(Source text Opens)
In an effort to foster innovation, the U.S. Patent and Trademark Office (USPTO) recently announced a new COVID-19 Prioritized Examination Pilot Program. To qualify, the claim(s) of an application must cover a product or process related to COVID-19, and the product or process must be subject to an applicable FDA approval for COVID-19 use. The pilot is limited to applicants that qualify for either small or micro entity status, including small businesses and individual inventors.

Patents that are fast-tracked through the program could reach a final decision in as fast as six months. In addition, qualifying applicants will not need to pay the USPTO’s typical prioritized examination fees.

“Independent inventors and small businesses are often the difference-makers when it comes to cutting-edge innovation and the growth of our economy,” Andrei Iancu, Under Secretary of Commerce for Intellectual Property and Director of the USPTO said in a press statement. “They are also in most need of assistance as we fight this pandemic. Accelerating examination of COVID-19-related patent applications, without additional fees, will permit such innovators to bring important and possibly life-saving treatments to market more quickly.”

Prioritized Examination

Typically, the USPTO examines new patent applications in the order of their U.S. filing dates. However, the agency has several programs under which eligible patent applications can be advanced out of turn.

The new COVID-19 Prioritized Examination Pilot Program will provide prioritized examination without payment of the additional fees for prioritized examination for certain applications that claim products or processes that are subject to an applicable FDA approval for COVID-19 use. According to the USPTO, such approvals may include, but are not limited to, an Investigational New Drug (IND) application, an Investigational Device Exemption (IDE), a New Drug Application (NDA), a Biologics License Application (BLA), a Premarket Approval (PMA), or an Emergency Use Authorization (EUA).
(Source text Closes)
(Provided material Opens)
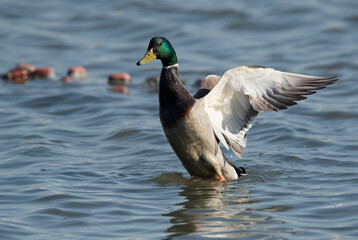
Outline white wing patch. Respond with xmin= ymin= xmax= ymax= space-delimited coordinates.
xmin=204 ymin=66 xmax=337 ymax=157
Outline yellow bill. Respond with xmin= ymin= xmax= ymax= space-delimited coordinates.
xmin=137 ymin=48 xmax=157 ymax=66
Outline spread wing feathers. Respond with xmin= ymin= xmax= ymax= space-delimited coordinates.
xmin=203 ymin=66 xmax=338 ymax=157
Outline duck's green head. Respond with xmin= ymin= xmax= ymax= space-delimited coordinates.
xmin=137 ymin=37 xmax=178 ymax=67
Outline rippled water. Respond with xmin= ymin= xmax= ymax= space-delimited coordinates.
xmin=0 ymin=0 xmax=358 ymax=239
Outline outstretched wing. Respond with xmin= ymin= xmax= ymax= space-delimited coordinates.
xmin=203 ymin=65 xmax=338 ymax=157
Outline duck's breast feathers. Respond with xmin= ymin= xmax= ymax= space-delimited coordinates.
xmin=203 ymin=65 xmax=337 ymax=158
xmin=193 ymin=75 xmax=221 ymax=99
xmin=159 ymin=65 xmax=195 ymax=128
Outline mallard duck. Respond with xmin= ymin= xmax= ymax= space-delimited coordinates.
xmin=137 ymin=37 xmax=337 ymax=181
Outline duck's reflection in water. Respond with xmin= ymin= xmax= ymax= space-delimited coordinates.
xmin=159 ymin=174 xmax=270 ymax=238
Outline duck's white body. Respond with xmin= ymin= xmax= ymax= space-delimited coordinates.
xmin=137 ymin=37 xmax=337 ymax=180
xmin=163 ymin=95 xmax=238 ymax=180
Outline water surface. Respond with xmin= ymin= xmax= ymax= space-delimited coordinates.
xmin=0 ymin=0 xmax=358 ymax=239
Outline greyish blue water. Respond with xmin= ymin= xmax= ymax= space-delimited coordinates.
xmin=0 ymin=0 xmax=358 ymax=239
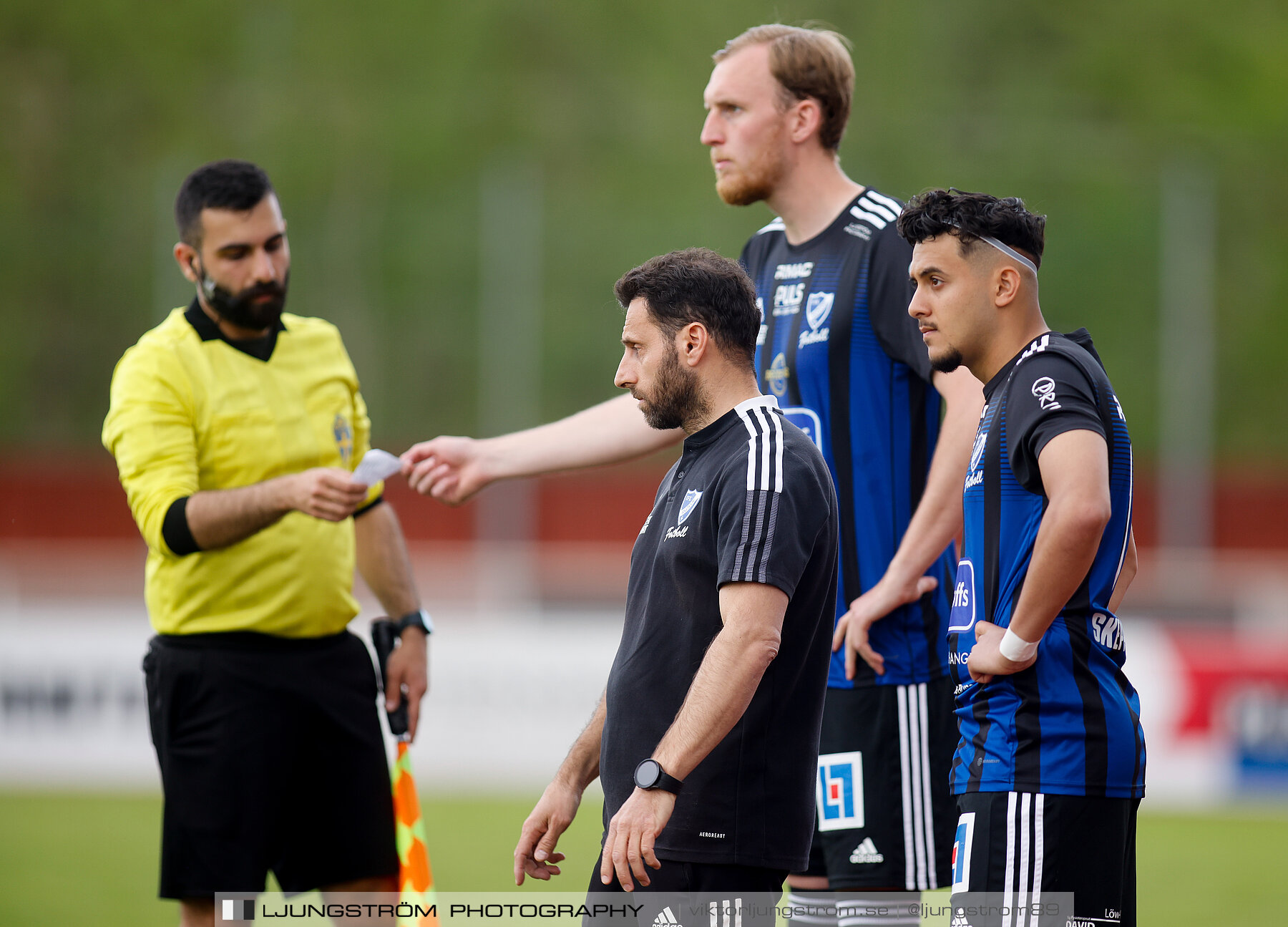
(Provided material Closes)
Exercise:
Answer these from the USPTO pilot program text:
(a) Applicants must qualify for which entity status to join the pilot?
(b) How soon could a fast-tracked patent reach a final decision?
(c) In what order does the USPTO typically examine new patent applications?
The listing isn't needed for this task.

Written solution:
(a) Small or micro entity status.
(b) In as fast as six months.
(c) In the order of their U.S. filing dates.